From the first line onward, reproduce the records exactly; the final line to include is the one holding "positive clicks: (1218, 247)".

═════ TASK INPUTS

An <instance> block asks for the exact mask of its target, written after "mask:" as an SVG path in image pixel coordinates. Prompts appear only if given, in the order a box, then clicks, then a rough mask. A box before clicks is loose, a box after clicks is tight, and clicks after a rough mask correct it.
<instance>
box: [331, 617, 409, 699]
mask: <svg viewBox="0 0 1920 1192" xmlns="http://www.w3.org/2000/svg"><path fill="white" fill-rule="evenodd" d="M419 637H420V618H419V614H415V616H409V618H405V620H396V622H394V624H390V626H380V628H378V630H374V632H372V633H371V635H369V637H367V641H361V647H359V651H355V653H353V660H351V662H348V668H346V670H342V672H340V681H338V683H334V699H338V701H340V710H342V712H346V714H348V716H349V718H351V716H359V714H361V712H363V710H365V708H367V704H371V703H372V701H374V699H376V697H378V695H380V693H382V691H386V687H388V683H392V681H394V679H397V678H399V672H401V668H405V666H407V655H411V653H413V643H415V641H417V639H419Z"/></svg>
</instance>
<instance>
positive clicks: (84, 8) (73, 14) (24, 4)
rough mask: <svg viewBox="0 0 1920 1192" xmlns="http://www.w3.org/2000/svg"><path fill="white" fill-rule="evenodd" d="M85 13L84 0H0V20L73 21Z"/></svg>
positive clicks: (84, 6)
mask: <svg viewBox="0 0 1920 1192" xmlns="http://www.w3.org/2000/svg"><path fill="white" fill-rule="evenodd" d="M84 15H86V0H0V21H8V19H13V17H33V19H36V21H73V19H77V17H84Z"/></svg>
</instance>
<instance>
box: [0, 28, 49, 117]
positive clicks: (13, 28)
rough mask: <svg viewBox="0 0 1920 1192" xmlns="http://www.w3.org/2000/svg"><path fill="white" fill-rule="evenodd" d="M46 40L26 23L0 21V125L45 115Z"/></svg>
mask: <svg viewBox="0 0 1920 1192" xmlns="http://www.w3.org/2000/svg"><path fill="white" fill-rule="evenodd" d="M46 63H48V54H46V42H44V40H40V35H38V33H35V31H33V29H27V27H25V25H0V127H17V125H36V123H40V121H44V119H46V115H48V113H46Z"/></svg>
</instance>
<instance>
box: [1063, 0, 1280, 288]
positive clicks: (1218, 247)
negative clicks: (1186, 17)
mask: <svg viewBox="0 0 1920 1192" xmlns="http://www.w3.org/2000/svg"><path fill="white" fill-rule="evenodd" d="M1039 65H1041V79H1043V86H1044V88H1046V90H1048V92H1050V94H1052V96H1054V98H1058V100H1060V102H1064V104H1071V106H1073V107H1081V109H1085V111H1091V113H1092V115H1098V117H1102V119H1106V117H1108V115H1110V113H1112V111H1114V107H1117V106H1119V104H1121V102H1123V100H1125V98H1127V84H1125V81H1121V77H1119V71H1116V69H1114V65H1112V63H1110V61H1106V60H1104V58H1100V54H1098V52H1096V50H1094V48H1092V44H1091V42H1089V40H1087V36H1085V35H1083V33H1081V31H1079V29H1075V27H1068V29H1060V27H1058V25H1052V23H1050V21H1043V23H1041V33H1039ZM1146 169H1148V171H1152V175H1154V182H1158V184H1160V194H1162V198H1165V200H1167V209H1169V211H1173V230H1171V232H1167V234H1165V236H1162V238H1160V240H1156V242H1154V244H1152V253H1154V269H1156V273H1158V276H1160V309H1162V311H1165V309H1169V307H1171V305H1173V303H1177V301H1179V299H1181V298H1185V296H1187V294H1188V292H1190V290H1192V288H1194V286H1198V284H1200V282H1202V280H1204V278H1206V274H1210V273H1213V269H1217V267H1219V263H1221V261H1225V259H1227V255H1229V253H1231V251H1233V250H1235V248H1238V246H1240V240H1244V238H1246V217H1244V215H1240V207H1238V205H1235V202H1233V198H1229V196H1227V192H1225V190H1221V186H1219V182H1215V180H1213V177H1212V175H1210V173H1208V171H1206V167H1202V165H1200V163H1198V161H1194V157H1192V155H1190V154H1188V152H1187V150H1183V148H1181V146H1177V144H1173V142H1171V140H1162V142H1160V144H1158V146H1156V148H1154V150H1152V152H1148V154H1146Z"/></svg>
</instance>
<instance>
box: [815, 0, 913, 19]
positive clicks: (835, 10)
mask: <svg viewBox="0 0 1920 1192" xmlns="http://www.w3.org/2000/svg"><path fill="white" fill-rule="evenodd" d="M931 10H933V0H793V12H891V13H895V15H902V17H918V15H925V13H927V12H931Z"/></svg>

══════════

RESPONSE TO THE TASK:
An <instance> block asks for the exact mask of its target, written after "mask:" as an SVG path in image pixel coordinates. Prompts appear only if given, in the order a box, then clicks, then a rough mask. A box before clicks is loose, a box after clicks is tight, and clicks after a rough mask correct it.
<instance>
box: [331, 617, 409, 699]
mask: <svg viewBox="0 0 1920 1192" xmlns="http://www.w3.org/2000/svg"><path fill="white" fill-rule="evenodd" d="M419 637H420V618H419V614H415V616H409V618H405V620H396V622H394V624H390V626H380V628H378V630H374V632H372V633H371V635H369V637H367V641H361V647H359V651H355V653H353V660H351V662H348V668H346V670H342V672H340V681H338V683H334V699H338V701H340V710H342V712H346V714H348V716H349V718H351V716H359V714H361V712H363V710H365V708H367V704H371V703H372V701H374V699H376V697H378V695H380V693H382V691H386V687H388V683H392V681H394V679H397V678H399V672H401V668H405V666H407V655H411V653H413V643H415V641H417V639H419Z"/></svg>
</instance>
<instance>
positive clicks: (84, 8) (73, 14) (24, 4)
rough mask: <svg viewBox="0 0 1920 1192" xmlns="http://www.w3.org/2000/svg"><path fill="white" fill-rule="evenodd" d="M85 13L84 0H0V20L73 21Z"/></svg>
positive clicks: (84, 6)
mask: <svg viewBox="0 0 1920 1192" xmlns="http://www.w3.org/2000/svg"><path fill="white" fill-rule="evenodd" d="M84 15H86V0H0V21H8V19H13V17H33V19H36V21H73V19H77V17H84Z"/></svg>
</instance>
<instance>
box: [0, 28, 49, 117]
positive clicks: (13, 28)
rough mask: <svg viewBox="0 0 1920 1192" xmlns="http://www.w3.org/2000/svg"><path fill="white" fill-rule="evenodd" d="M46 40L26 23L0 21V125L45 115Z"/></svg>
mask: <svg viewBox="0 0 1920 1192" xmlns="http://www.w3.org/2000/svg"><path fill="white" fill-rule="evenodd" d="M46 63H48V54H46V42H44V40H40V35H38V33H35V31H33V29H27V27H25V25H0V127H17V125H36V123H40V121H44V119H46V115H48V113H46Z"/></svg>
</instance>
<instance>
box: [1063, 0, 1280, 288]
positive clicks: (1218, 247)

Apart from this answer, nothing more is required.